**Source passage**
__________
Morgan visually represented Bimbo’s new priorities as an “inverted pyramid”, where the most important stakeholders were everyday consumers, followed closely by the company’s frontline teams that directly serve them: 

 

Chart: Grupo Bimbo’s ‘Inverted Pyramid'

 

This meant visiting Bimbo plants across the country, engaging decades of expertise from veteran bakers on the production line, as well front-line workers such as DSD drivers who are the last to handle products before the final sale. Morgan described these consumer-facing roles—numbering in the thousands nationwide—as Bimbo’s “army of vision carriers”, as well as “the last line of defense” for ensuring a terrific brand experience for the consumer. 

Applied to Bimbo’s broader transformation, Morgan noted that this was a marked departure from the “command and control” mindset of other companies, when information and direction flow from top leadership downward. In turn, the goal became developing and implementing purpose-built technical innovations which would directly aid the frontline in doing their jobs better—and in turn pass along those real-world insights “downward” to senior management. 

 

Augmenting Human Know-How with AI 

After months of soliciting direct input from bakers and delivery people across the company, Morgan explained how they collaborated with antuit.ai to develop and launch the initial version of their proprietary demand intelligence platform, christened Ion, which the company promoted internally as a UI “for, from and by the frontline”, based on their suggestions of how an ideal solution would make their jobs easier.
__________
**Material provided**
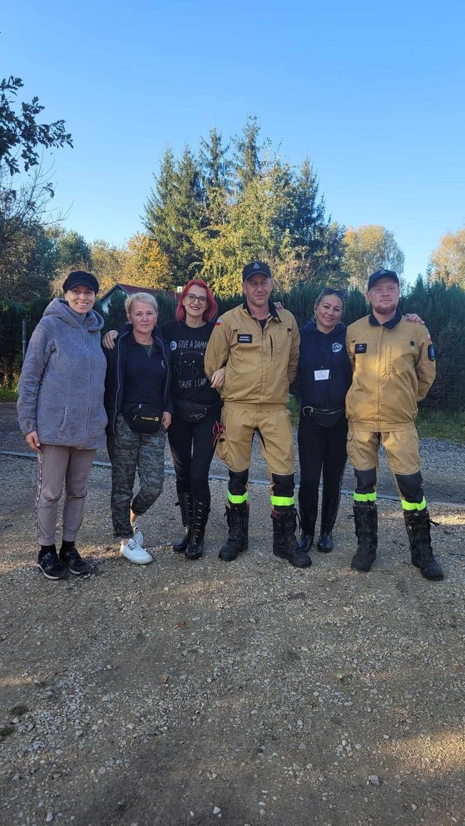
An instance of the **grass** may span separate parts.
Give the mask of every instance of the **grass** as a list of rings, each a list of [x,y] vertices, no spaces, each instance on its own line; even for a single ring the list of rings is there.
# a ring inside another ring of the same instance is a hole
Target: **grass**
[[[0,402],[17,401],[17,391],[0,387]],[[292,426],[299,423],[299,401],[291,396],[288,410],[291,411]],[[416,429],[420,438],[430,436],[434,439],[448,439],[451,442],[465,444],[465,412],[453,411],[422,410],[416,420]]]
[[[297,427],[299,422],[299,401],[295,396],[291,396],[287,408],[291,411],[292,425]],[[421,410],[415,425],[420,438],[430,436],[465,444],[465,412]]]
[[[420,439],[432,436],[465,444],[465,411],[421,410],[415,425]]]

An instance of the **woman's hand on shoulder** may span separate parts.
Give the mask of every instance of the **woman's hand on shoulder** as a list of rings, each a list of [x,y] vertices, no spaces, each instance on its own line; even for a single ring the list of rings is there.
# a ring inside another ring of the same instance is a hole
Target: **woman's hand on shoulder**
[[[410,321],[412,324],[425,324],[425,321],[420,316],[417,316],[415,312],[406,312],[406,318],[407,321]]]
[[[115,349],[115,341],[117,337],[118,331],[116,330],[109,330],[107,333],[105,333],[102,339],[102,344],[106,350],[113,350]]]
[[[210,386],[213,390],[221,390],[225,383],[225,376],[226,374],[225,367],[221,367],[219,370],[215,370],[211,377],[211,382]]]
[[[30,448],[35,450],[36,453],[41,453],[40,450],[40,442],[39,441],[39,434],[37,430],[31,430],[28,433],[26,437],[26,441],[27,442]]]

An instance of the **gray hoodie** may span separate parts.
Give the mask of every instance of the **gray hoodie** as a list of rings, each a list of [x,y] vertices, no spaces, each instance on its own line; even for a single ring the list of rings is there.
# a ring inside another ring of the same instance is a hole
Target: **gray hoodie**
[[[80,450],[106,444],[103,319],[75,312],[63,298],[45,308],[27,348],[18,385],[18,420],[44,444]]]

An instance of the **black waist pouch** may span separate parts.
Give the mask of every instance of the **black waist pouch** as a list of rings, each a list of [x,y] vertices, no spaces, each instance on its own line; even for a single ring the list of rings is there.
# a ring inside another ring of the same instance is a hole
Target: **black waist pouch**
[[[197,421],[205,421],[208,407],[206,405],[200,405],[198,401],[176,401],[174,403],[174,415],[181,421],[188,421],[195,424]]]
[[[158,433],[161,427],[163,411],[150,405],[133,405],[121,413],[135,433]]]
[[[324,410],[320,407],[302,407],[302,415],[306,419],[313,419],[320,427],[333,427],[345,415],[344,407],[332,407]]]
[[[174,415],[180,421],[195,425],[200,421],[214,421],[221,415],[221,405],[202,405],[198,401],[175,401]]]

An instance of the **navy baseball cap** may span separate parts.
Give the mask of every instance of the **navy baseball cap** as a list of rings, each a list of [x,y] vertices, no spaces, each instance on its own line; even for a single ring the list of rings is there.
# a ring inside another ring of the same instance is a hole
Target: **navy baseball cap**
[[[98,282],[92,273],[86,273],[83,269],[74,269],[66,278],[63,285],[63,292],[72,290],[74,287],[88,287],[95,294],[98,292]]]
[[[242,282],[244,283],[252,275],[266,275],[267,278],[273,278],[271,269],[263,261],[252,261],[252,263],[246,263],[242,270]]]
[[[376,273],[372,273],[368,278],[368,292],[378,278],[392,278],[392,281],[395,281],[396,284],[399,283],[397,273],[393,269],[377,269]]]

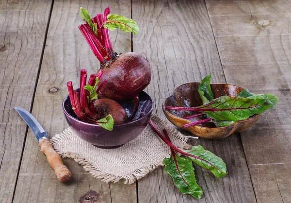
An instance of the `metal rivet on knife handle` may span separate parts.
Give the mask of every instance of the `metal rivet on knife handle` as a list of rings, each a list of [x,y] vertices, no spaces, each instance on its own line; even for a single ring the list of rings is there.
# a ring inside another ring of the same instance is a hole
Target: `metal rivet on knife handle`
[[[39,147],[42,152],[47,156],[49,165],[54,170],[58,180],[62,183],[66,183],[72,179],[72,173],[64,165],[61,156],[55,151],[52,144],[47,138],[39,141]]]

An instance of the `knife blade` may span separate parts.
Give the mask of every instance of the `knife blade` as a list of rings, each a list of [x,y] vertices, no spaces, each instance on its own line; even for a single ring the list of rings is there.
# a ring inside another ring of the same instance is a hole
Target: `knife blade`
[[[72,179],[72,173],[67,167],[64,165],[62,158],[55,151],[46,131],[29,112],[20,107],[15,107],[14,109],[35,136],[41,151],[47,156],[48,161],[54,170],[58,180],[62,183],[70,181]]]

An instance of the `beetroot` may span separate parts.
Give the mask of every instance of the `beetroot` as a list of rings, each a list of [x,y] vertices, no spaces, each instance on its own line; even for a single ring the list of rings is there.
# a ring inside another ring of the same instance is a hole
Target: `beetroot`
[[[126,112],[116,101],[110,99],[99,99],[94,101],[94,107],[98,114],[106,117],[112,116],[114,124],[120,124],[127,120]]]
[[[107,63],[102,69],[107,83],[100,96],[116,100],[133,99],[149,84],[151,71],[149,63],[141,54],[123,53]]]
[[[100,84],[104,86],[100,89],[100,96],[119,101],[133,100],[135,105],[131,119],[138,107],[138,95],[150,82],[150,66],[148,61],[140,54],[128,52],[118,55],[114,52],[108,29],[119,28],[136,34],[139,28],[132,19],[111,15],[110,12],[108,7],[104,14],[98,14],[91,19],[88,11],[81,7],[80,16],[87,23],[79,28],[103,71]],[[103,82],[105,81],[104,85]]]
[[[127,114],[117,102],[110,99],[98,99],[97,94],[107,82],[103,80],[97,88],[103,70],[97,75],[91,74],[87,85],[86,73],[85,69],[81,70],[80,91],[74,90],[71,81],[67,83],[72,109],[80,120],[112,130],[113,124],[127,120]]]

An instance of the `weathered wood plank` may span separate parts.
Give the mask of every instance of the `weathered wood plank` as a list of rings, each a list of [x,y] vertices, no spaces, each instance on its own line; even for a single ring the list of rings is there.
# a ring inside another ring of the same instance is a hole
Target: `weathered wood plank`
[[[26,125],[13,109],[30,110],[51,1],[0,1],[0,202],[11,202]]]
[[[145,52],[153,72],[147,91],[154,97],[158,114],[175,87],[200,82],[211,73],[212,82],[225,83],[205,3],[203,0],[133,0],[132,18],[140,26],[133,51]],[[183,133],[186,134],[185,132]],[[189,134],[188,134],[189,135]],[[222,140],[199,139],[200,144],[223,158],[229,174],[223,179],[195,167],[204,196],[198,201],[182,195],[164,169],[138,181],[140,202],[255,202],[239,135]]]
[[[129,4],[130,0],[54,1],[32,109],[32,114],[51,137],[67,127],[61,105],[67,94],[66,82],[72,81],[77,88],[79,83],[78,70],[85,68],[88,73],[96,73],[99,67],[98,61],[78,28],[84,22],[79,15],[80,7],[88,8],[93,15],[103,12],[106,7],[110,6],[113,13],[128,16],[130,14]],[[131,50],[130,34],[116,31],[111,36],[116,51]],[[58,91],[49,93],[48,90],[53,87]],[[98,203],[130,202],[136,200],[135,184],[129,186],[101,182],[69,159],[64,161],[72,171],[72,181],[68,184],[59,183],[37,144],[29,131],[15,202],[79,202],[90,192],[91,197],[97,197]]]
__________
Extend the Grupo Bimbo article on Morgan's inverted pyramid and the Ion demand intelligence platform, starting right after its last sentence.

The technical “engine” behind Ion is antuit.ai’s AI-powered demand forecasting and predictive ordering technology—right-sizing production and localized delivery on a SKU/store/week level—factoring seasonality, local events, promotions, and other granular-level data. 

For a perishable food category defined by sell-by dates and minimizing waste, Ion quickly solved a chronic frontline problem—over-ordering, which often resulted in the oldest products possible stocked on store shelves. Facilitating even the slightest incremental uptick—selling one more loaf of bread or box of donuts in a store—is actually incredibly hard work but can translate into a huge difference in net revenue. 

When I asked Morgan to evaluate the quality of our AI data modeling, he offered perhaps the most succinct answer we’ve ever heard: “Nine times out of ten, it knows what my wife wants to buy on a Tuesday with a coupon in her pocket and she’s hungry—that’s unbelievable accuracy.” 

 

The COVID Crucible 

The real test for Ion would come at the outset of the pandemic—when grocery demand patterns became all but unrecognizable almost overnight. While so many grocery CPGs—and competing bakery companies—struggled with supply chains and logistics for months on end, Bimbo was able to adapt their forecasting and production far more quickly—even if it meant “all hands on deck” at every plant to fill the delivery trucks. Changes that may have once needed four months to implement were accomplished in as little as three weeks—while most dine-in restaurants remained shuttered and consumers relied upon meals at home. 

 

No Easy Journey—But Worth the Payoff 

I wrapped up the session by asking Morgan what advice he’d give other companies before embarking on a similar data/IT journey. He suggested it’s invariably a huge undertaking—over the course of years more than months—but can still ultimately deliver a real strategic advantage that competitors won’t match. It begins with defining the right leadership model, then choosing the right data technology partner to help bring it to life.